• _Excerpt to read_:
====
Superhot, an innovative critique on the dangers of hype culture and gamer identity, has been ported to virtual reality. But something critical is lost in translation, writes Matthew Codd.
Superhot was one of the most inventive games of 2016. I don’t just mean in terms of its clever twist on first-person shooter mechanics – time moves only when you move, adding a degree of tactics and puzzle solving to the usual FPS mayhem. I also mean its potent, if admittedly obscure, narrative – framed as a game within game, it offered up a sharp critique of hype culture and obsessive fandom that tends to build around soon-to-be-released games.
Content warning: this article includes mentions of suicide, and spoilers for Superhot
Superhot opens with a fictionalised version of the player sitting before a DOS prompt, chatting with a friend. This friend sends them a game called “superhot.exe”, claims it’s the most innovative shooter they’ve played in years, and encourages the player to try it. Thus Superhot starts in earnest, throwing you into a heavily-stylised world of bullet-time gunplay.
====
• _Data records_:
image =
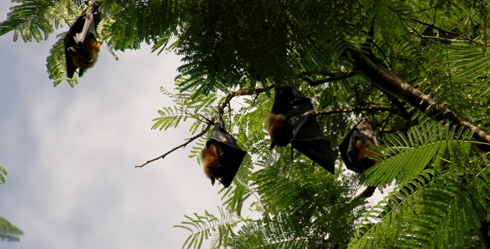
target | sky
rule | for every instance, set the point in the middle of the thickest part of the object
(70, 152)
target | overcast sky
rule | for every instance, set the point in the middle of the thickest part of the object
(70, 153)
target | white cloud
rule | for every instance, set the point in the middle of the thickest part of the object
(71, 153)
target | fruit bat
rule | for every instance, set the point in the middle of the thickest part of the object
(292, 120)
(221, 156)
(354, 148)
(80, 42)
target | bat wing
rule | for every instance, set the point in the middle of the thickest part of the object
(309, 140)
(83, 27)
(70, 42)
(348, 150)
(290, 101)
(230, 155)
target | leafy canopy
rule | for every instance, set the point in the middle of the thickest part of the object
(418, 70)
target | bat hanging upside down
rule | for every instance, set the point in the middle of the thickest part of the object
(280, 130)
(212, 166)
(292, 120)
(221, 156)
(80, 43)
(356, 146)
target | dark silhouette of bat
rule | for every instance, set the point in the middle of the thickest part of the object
====
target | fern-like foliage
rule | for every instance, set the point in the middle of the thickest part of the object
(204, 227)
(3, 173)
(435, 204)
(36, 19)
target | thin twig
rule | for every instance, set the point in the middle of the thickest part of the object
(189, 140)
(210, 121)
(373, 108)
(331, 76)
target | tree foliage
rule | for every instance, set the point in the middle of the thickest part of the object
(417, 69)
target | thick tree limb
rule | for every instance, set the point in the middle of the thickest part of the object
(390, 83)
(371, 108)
====
• _Problems_:
#1 Copy the Superhot article word for word from "Superhot, an innovative" to "around soon-to-be-released games.".
#2 In the Superhot article, what is the name of the game the friend sends the player?
The listing has nothing to do with what follows.

• _Final answers_:
#1
Superhot, an innovative critique on the dangers of hype culture and gamer identity, has been ported to virtual reality. But something critical is lost in translation, writes Matthew Codd.
Superhot was one of the most inventive games of 2016. I don’t just mean in terms of its clever twist on first-person shooter mechanics – time moves only when you move, adding a degree of tactics and puzzle solving to the usual FPS mayhem. I also mean its potent, if admittedly obscure, narrative – framed as a game within game, it offered up a sharp critique of hype culture and obsessive fandom that tends to build around soon-to-be-released games.

#2 superhot.exe